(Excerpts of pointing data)
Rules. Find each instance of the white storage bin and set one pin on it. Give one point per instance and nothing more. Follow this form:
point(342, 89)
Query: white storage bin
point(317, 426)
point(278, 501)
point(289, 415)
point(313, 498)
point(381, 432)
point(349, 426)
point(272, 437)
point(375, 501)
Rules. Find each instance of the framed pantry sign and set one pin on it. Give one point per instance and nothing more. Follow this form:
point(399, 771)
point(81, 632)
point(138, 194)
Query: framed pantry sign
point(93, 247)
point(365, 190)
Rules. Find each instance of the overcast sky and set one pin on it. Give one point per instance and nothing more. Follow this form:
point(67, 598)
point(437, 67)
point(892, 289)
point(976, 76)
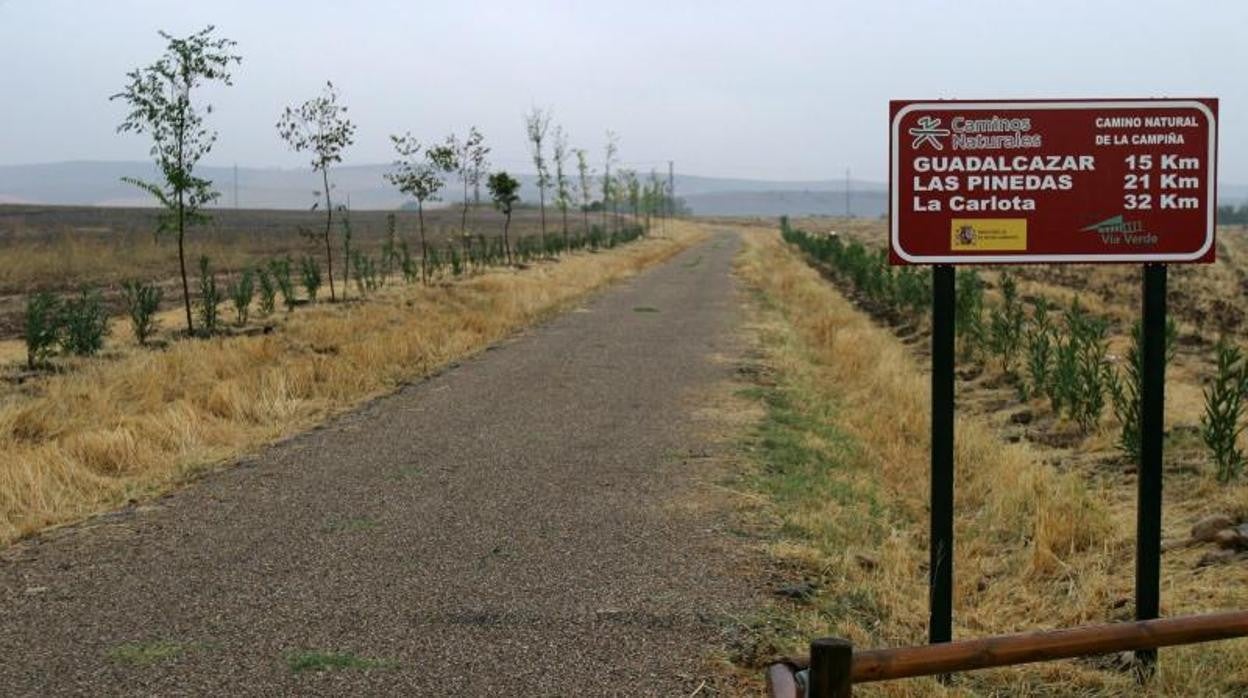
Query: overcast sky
point(754, 89)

» Stated exercise
Reproduce the records from the line containing "Rules. Find each instance of the overcast" through the end of the records, both ends included, with the requests and their format samples left unchanged and every coordinate in the answers shifted up by 114. Omit the pictures.

» Task solution
Rules. Find each instance of the overcast sky and set one pin on it. Give one point per instance and nothing more. Follow this form:
point(67, 598)
point(437, 67)
point(892, 289)
point(976, 76)
Query: overcast sky
point(868, 203)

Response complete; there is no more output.